_Activities_:
- 1) Rewrite the UK labour market passage starting at "New figures show" and ending at "via HR1 notifications.", putting "payroll employment" in place of "payrolled employment".
- 2) Carry on the article about softening UK labour market data and collections, picking up after its final point.

─── Source extract ───

UK labour market data is starting to look softer, and that matters for anyone dealing with arrears, cashflow pressure, or debt recovery.
New figures show UK unemployment rising to 5.1% (Aug–Oct 2025), the highest level since early 2021. At the same time, wage growth is cooling: regular pay (excluding bonuses) slowed to 4.6%, while total pay (including bonuses) eased to 4.7%. PAYE real-time estimates also point to another decline in payrolled employment, with a provisional fall of 38,000 in November 2025. There’s another warning light too: around 29,733 people were reported as “at risk of redundancy” in November via HR1 notifications.
So what does this mean in the real world of credit control and collections?
- Higher risk of missed payments from income disruption Rising unemployment is less about “less money” and more about instability. When households face job loss, reduced hours, or gaps between roles, even short interruptions can trigger missed repayments. The first places this tends to show up are high-frequency commitments like utilities, telecoms, subscriptions, BNPL, car finance, and unsecured credit.
- Slower wage growth reduces people’s ability to catch up When pay rises cool, customers have less breathing room to recover from past arrears. That usually increases requests for payment plans, shorter-term hardship support, and partial payments. It also raises the chance that arrangements fail if they’re set too aggressively.

─── Data ───

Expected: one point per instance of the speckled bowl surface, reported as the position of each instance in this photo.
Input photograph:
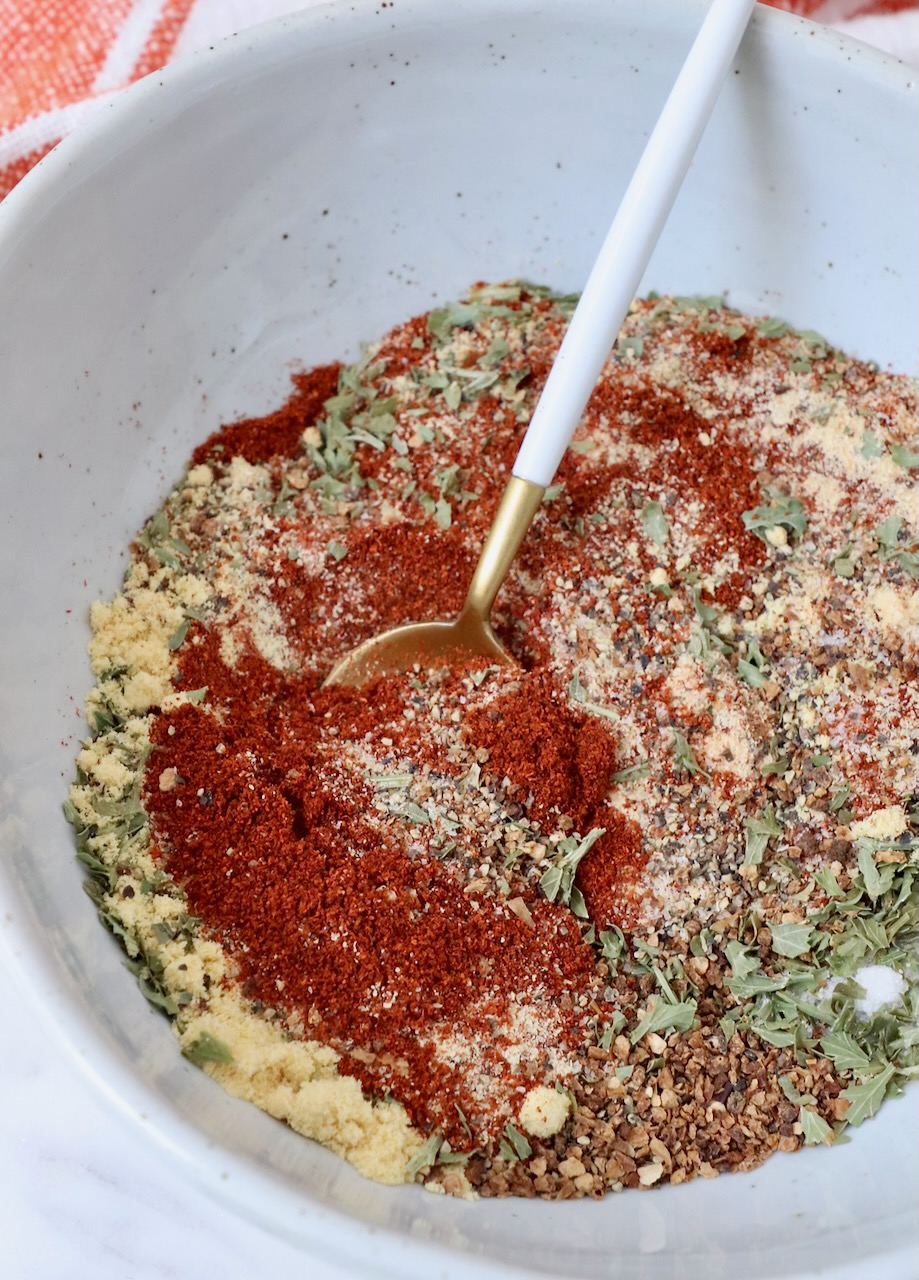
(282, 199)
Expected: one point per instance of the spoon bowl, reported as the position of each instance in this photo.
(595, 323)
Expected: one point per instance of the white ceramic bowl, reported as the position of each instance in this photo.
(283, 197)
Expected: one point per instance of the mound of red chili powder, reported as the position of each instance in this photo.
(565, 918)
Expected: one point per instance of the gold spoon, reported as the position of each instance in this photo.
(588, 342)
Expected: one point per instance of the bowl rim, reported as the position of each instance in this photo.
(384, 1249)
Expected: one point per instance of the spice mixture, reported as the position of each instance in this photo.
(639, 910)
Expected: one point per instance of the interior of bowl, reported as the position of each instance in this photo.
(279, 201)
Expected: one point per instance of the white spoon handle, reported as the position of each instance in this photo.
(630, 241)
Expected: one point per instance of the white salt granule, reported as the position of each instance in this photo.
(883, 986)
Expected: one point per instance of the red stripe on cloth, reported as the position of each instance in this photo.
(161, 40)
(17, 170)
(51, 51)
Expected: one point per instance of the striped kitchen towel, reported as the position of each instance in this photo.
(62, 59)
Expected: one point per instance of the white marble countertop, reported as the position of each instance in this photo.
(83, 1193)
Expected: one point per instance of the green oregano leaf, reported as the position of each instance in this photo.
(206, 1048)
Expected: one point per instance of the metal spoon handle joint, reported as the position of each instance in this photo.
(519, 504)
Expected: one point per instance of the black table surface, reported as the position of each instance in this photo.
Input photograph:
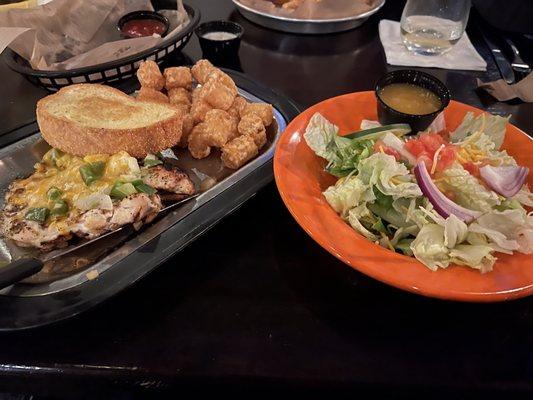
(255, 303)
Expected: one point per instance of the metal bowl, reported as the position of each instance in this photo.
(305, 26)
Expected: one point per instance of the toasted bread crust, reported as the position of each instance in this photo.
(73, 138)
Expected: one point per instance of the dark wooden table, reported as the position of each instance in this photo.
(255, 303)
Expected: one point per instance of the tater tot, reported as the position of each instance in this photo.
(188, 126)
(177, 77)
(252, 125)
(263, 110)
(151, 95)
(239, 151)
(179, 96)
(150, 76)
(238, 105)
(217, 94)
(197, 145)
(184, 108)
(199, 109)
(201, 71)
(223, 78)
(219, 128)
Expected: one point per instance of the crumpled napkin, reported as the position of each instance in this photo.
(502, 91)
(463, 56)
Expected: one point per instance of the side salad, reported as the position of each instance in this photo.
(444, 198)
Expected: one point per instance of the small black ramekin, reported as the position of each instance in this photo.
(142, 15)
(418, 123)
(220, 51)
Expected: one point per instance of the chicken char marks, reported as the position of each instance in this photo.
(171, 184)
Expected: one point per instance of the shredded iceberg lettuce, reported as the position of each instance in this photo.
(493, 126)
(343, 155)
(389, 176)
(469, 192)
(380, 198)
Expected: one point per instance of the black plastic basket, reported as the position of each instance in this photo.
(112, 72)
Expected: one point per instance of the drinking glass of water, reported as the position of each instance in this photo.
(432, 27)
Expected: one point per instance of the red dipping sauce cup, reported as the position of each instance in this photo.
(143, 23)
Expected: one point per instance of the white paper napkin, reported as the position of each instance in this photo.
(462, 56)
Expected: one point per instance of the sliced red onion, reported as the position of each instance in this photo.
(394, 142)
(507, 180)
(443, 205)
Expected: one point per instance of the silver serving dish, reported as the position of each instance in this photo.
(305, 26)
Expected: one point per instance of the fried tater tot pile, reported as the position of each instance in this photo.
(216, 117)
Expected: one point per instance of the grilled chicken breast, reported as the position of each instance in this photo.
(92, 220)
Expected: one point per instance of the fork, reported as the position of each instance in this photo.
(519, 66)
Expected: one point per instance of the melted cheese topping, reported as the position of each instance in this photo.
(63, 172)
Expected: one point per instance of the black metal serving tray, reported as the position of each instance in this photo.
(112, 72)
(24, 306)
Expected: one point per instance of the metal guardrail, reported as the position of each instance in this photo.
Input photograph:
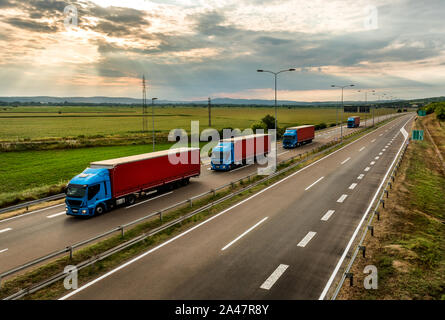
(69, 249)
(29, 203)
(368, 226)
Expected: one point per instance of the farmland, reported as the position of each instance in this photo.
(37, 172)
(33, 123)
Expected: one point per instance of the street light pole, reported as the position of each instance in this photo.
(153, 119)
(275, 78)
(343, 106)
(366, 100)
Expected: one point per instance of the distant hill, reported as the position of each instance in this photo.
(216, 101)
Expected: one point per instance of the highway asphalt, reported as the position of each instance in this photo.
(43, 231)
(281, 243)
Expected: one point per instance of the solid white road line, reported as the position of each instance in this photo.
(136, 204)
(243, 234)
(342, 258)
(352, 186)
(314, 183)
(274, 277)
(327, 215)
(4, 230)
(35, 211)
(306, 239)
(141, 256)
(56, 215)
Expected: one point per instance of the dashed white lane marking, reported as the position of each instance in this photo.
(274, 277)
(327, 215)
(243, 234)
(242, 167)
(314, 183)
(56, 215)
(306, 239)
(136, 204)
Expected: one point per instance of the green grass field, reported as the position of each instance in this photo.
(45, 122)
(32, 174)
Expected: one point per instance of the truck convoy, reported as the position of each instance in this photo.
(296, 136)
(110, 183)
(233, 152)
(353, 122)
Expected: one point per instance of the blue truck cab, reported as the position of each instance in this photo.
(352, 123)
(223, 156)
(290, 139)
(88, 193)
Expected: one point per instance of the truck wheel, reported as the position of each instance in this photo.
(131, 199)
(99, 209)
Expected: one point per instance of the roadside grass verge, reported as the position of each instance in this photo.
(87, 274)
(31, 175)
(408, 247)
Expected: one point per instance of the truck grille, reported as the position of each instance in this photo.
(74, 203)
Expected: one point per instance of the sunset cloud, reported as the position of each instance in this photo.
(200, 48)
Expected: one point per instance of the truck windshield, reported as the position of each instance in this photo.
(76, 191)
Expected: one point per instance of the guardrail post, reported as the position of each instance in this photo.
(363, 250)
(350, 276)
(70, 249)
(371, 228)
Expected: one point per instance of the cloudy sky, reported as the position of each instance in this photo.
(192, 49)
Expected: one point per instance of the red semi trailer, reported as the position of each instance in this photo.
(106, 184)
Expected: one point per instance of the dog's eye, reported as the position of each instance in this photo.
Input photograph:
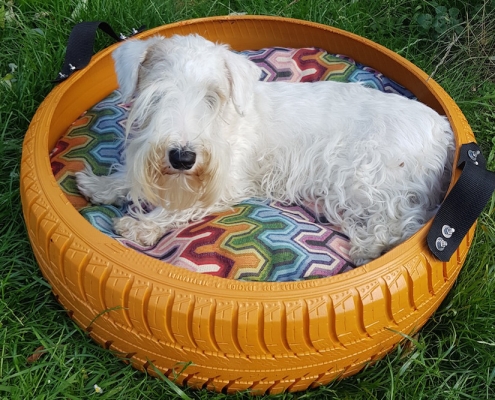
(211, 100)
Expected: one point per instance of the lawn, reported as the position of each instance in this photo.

───

_Results for the exercise_:
- 1)
New figures show UK unemployment rising to 5.1% (Aug–Oct 2025), the highest level since early 2021. At the same time, wage growth is cooling: regular pay (excluding bonuses) slowed to 4.6%, while total pay (including bonuses) eased to 4.7%. PAYE real-time estimates also point to another decline in payroll employment, with a provisional fall of 38,000 in November 2025. There’s another warning light too: around 29,733 people were reported as “at risk of redundancy” in November via HR1 notifications.

- 2)
- Pressure points by sector and age group Commentary around today’s update highlights that younger workers are being hit hard, and job losses have been notable in sectors like retail and hospitality. Those groups often have thinner savings buffers and faster arrears roll rates, which can quickly change the shape of a collections pipeline.
The interest-rate angle A weaker jobs market may increase expectations for Bank of England rate cuts in 2026. Rate cuts can help at the margins, but they don’t solve the biggest problem for collections: sudden income shocks from redundancy or reduced hours.
Practical takeaways for businesses
- Tighten early-warning triggers (missed first payment, partial payments, broken promises, repeat contact) and engage earlier.
- Re-check affordability more often and build realistic arrangements that are sustainable, not just “on paper.”
- Treat vulnerability as mainstream: make it easy for customers to disclose job changes and route them to support quickly.
Monitor portfolio concentration in exposed sectors and plan for higher arrears inflow and longer cure times.